(Referring expression pointing data)
════
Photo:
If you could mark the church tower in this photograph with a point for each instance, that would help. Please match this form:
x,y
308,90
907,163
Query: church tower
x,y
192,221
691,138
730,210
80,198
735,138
════
**Work item**
Set down all of the records shown above once more, exactly.

**Your solution**
Photo:
If you could mark the church tower in this photograph with a point for each instance, that would help. Please match this form:
x,y
308,90
907,163
Query: church tower
x,y
192,221
691,138
730,210
80,198
735,138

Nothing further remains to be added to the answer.